> Work instructions
Retype every one of the entries below, keeping each line identical to the original but omitting the pictures.

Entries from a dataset
[start]

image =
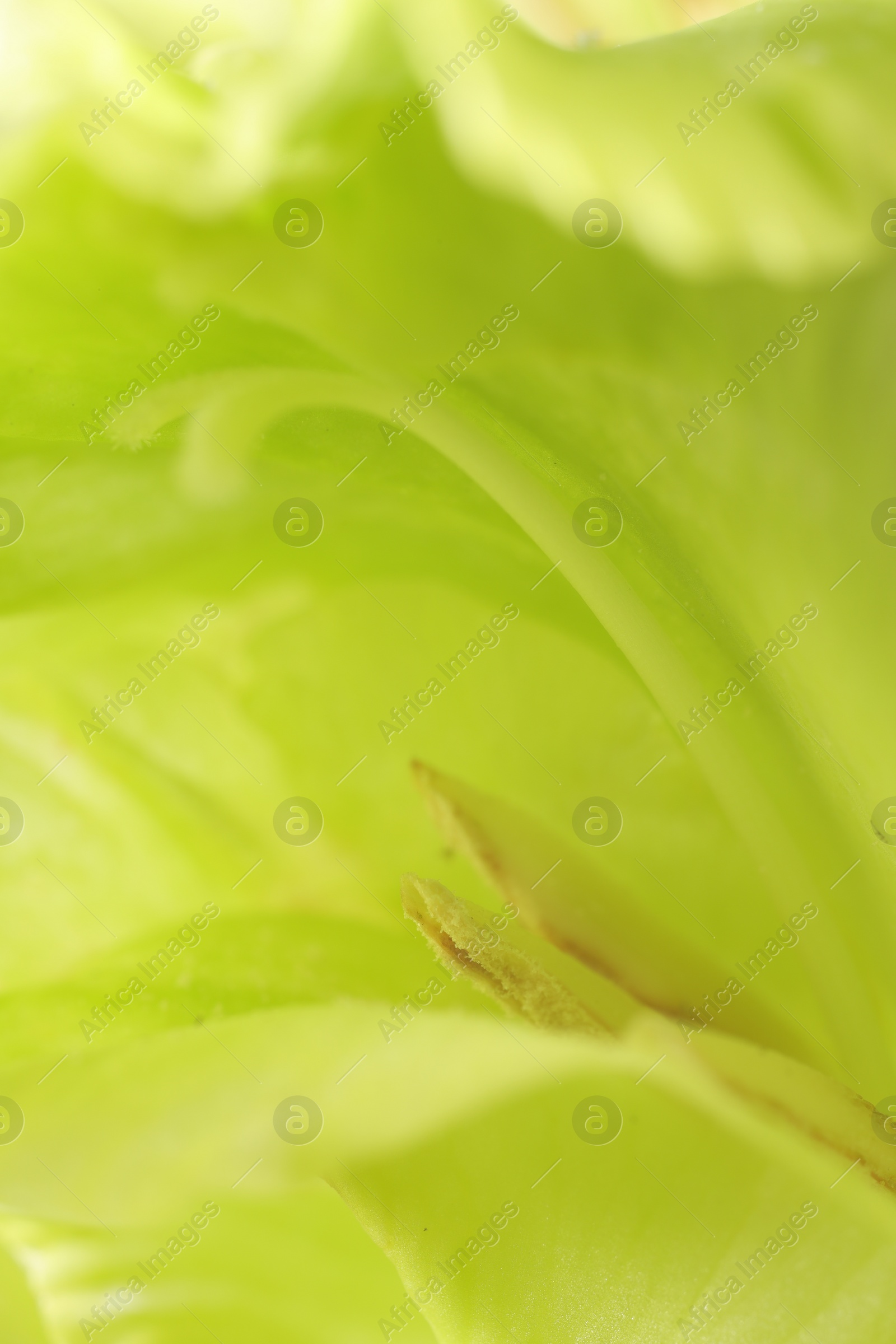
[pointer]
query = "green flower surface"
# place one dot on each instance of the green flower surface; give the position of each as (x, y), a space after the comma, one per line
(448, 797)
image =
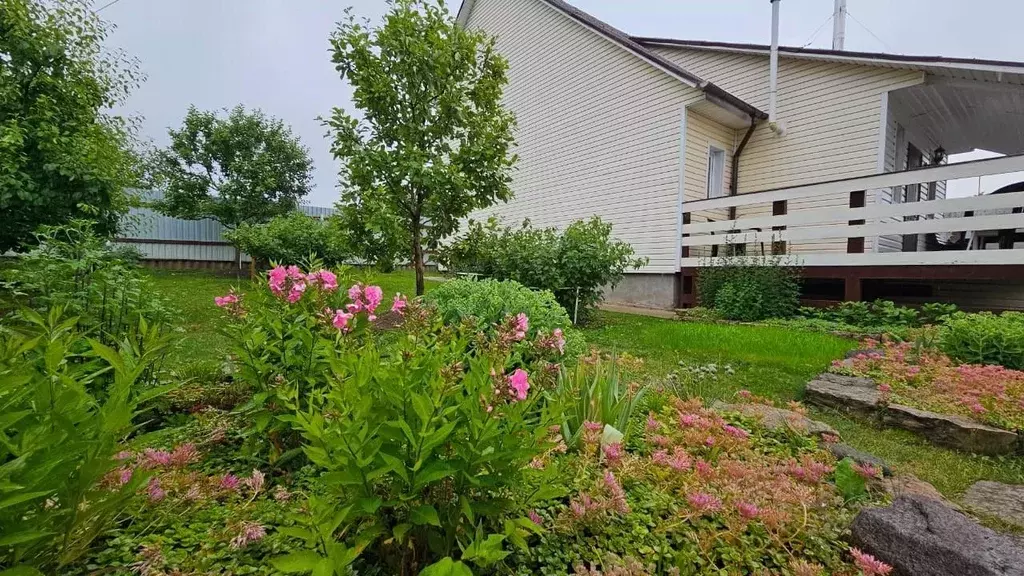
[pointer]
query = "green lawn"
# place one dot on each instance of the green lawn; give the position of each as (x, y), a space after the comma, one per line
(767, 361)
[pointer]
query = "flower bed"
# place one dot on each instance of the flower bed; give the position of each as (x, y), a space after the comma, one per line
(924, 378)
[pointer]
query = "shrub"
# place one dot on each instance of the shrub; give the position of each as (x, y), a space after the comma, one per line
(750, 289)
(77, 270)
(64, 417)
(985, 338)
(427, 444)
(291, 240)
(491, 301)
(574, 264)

[end]

> Solution for this problem
image =
[pointer]
query = "green flower surface"
# place one dot on each instance of the green flower surface; give the position of each as (x, y), a space after the comma, one per line
(448, 797)
image =
[pointer]
query = "green lawn"
# place one dot on each instance of the green lawn; give the position of each as (x, y), a space after the comma, one per line
(767, 361)
[pointer]
query = "flower bed"
# place one dot on each instance of the flower bed; give the position of each as (x, y), a space after the comma, one per line
(924, 378)
[pointer]
query = "shrub"
# place one dot on each instance of the shrub; give the position of each as (x, y), a space after the comma, one per line
(750, 289)
(77, 270)
(64, 417)
(985, 338)
(427, 444)
(291, 240)
(491, 301)
(574, 264)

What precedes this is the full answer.